#### Your goal
Locate the line containing "Target: white box" in the data below. Reproduce it and every following line up to the end, exactly as given.
================================
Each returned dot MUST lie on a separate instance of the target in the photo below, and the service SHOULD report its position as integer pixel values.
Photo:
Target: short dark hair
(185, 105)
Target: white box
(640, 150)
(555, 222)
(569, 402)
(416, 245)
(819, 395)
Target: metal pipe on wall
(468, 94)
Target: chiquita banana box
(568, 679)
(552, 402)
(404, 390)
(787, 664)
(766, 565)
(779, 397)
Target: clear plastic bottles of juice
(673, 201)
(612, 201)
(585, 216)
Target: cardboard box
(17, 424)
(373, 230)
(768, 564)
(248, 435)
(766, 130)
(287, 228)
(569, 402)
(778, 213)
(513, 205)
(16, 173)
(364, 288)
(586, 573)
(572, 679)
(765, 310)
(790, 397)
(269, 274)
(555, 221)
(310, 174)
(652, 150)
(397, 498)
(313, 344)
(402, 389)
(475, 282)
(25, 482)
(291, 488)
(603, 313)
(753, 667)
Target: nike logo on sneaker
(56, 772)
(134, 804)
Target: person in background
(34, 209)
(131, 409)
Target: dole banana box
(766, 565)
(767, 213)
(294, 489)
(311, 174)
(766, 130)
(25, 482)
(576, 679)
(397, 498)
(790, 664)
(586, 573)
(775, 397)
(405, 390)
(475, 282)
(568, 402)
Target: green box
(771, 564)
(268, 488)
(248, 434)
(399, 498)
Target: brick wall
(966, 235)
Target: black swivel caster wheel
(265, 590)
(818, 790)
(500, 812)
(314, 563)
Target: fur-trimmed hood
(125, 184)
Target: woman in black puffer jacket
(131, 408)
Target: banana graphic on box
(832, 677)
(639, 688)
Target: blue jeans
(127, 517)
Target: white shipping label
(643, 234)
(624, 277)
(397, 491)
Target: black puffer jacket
================================
#### Answer
Target: white box
(640, 150)
(555, 222)
(569, 402)
(416, 245)
(819, 395)
Target: metal pipe on wall
(468, 94)
Target: chiquita banana box
(568, 679)
(552, 402)
(404, 390)
(787, 664)
(766, 565)
(779, 397)
Target: clear plastic bottles of juice
(673, 201)
(612, 201)
(585, 216)
Target: cardboard box
(17, 424)
(373, 230)
(768, 564)
(248, 435)
(766, 130)
(287, 228)
(569, 402)
(778, 213)
(513, 205)
(16, 173)
(364, 288)
(586, 573)
(572, 679)
(765, 310)
(790, 397)
(269, 274)
(555, 221)
(310, 174)
(652, 150)
(397, 498)
(313, 344)
(402, 389)
(475, 282)
(25, 482)
(291, 488)
(603, 313)
(753, 667)
Target: nike logo on sneaker
(56, 772)
(134, 804)
Target: person in background
(34, 209)
(131, 409)
Target: dole banana box
(766, 565)
(767, 213)
(294, 489)
(311, 174)
(766, 130)
(25, 482)
(576, 679)
(397, 498)
(790, 664)
(586, 573)
(775, 397)
(405, 390)
(475, 282)
(568, 402)
Target: green box
(771, 564)
(268, 488)
(248, 434)
(399, 498)
Target: brick wall
(966, 235)
Target: black swivel caster wheel
(265, 590)
(818, 790)
(500, 812)
(314, 563)
Target: fur-trimmed hood
(125, 184)
Target: woman in black puffer jacket
(131, 408)
Target: banana graphic on box
(832, 677)
(639, 688)
Target: blue jeans
(127, 517)
Target: white shipping label
(643, 234)
(624, 277)
(397, 491)
Target: black puffer jacket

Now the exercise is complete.